• **TEXTAUSZUG**:
::::::

Europaweit ist eine Kapazität von 30.000 Plätzen für das Grenzverfahren vorzusehen, wenn diese überschritten wird, sind die Grenzverfahren auszusetzen. Deutschland muss laut Umsetzungsbeschluss der Kommission 374 Plätze für das Außengrenzverfahren bereitstellen. An das Grenzverfahren kann sich ein bis zu dreimonatiges Rückführungsgrenzverfahren anschließen.
Grenzverfahren sind nicht dafür geeignet, dass dort faire Asylverfahren stattfinden. Es besteht die Gefahr, dass der Schutzbedarf geflüchteter Menschen nicht erkannt wird und Abschiebungen trotz drohender Verfolgung durchgeführt werden. Mit einem Blick auf die erheblichen systematischen Mängel an den EU-Außengrenzen, die schon heute bestehen, lässt eine Stärkung dieses Ansatzes durch verpflichtende Grenzverfahren schlimme Konsequenzen erahnen. In geschlossenen Lagern in Griechenland beispielswiese haben Rechtsberater*innen schon jetzt keinen gesicherten Zugang; und auch die medizinische Versorgung ist mangelhaft. Die rechtliche Fiktion der Nicht-Einreise wird absehbar dazu führen, dass Asylsuchende im Grenzverfahren systematisch inhaftiert werden. Das isoliert die Menschen sehr und ist eine zusätzliche psychische Belastung
In Bulgarien wird das Grenzverfahren schon seit 2023 als Pilotprojekt erprobt. Die Rechtsberater*innen dort befürchten, bei Schnellverfahren in Zentren an den Grenzen keinen Zugang mehr zu den Asylsuchenden zu erhalten. Das Pilotprojekt lässt laut ihren Aussagen diesbezüglich nichts Gutes erahnen.

::::::

• **EXTRAHIERTE ANGABEN**:
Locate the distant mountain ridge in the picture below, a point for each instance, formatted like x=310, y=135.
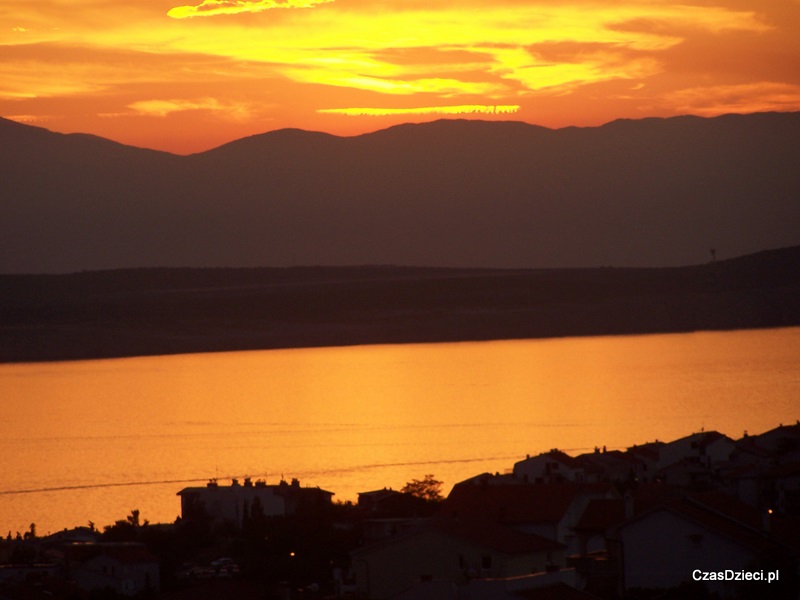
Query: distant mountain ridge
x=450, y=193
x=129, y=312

::::::

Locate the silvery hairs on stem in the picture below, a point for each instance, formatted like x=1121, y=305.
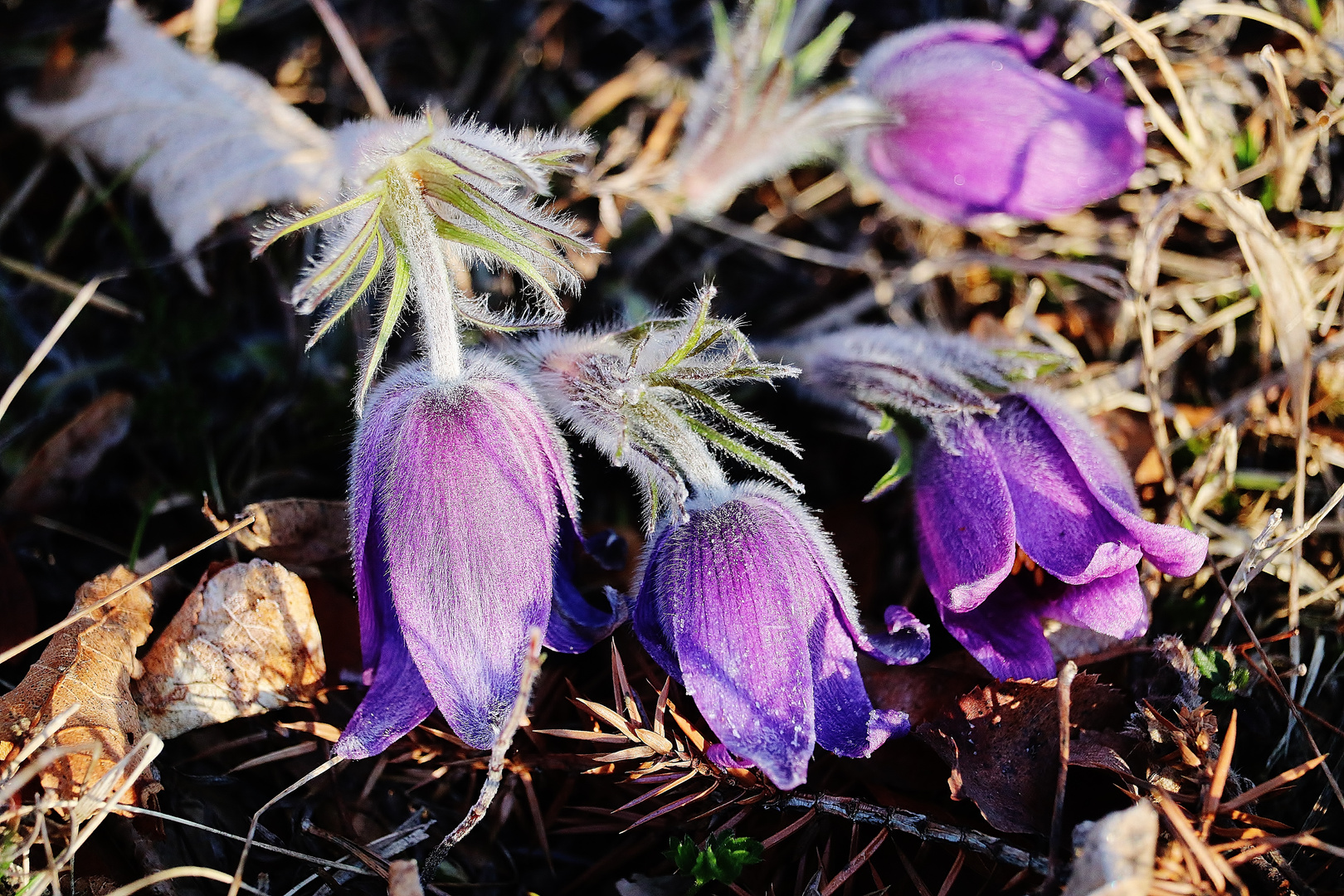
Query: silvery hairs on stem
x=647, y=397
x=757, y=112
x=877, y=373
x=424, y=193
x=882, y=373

::::::

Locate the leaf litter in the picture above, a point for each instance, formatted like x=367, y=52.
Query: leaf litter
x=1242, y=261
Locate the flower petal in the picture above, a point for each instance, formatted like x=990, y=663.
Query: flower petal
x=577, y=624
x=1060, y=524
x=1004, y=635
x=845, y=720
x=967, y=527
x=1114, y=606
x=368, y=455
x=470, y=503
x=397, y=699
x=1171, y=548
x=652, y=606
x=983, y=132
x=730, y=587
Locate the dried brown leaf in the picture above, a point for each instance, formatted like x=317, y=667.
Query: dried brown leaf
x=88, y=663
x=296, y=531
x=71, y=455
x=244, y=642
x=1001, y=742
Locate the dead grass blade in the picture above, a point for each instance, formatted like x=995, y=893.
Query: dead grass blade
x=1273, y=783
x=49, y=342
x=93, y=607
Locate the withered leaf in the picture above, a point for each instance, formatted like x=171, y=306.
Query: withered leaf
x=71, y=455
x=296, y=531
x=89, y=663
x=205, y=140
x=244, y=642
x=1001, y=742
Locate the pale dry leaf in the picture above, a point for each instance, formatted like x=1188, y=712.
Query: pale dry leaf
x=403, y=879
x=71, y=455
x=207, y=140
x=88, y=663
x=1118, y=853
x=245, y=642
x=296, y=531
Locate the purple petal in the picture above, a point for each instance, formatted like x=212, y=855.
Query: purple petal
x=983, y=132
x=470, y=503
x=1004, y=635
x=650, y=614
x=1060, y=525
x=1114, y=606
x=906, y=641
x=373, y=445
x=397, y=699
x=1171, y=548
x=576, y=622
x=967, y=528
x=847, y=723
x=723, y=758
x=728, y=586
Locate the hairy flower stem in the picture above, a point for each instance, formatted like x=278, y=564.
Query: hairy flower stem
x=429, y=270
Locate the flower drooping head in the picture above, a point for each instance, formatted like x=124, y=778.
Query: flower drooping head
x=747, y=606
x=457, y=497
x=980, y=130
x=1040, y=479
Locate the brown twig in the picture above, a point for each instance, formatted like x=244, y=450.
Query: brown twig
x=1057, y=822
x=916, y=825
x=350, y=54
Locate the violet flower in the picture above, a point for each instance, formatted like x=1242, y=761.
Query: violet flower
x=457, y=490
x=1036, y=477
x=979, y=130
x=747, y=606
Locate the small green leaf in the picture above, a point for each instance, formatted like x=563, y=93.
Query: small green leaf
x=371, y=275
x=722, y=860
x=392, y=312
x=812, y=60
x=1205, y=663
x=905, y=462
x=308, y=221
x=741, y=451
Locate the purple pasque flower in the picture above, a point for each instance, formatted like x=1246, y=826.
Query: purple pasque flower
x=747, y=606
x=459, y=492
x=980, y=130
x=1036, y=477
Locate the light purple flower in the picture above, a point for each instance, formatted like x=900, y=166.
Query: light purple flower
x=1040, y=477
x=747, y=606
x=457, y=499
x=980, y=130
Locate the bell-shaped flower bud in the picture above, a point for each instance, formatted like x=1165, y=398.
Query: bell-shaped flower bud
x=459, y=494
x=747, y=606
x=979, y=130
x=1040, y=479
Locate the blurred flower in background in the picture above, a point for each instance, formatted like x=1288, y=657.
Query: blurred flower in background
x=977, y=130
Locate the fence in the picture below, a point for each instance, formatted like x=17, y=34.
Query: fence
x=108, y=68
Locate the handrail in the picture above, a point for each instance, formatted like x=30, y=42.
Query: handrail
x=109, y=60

::::::

• **AUFGABEN**:
1 – Wie viele Plätze muss Deutschland laut dem Textauszug für das Außengrenzverfahren bereitstellen?
2 – Entnehmen Sie dem Textauszug wortgetreu die Passage von „Europaweit ist eine“ bis „dreimonatiges Rückführungsgrenzverfahren anschließen.“.
Stützen Sie sich beim Bearbeiten ausschließlich auf den Textauszug.

• **LÖSUNGEN**:
1 – Deutschland muss laut Umsetzungsbeschluss der Kommission 374 Plätze bereitstellen.

2 –
Europaweit ist eine Kapazität von 30.000 Plätzen für das Grenzverfahren vorzusehen, wenn diese überschritten wird, sind die Grenzverfahren auszusetzen. Deutschland muss laut Umsetzungsbeschluss der Kommission 374 Plätze für das Außengrenzverfahren bereitstellen. An das Grenzverfahren kann sich ein bis zu dreimonatiges Rückführungsgrenzverfahren anschließen.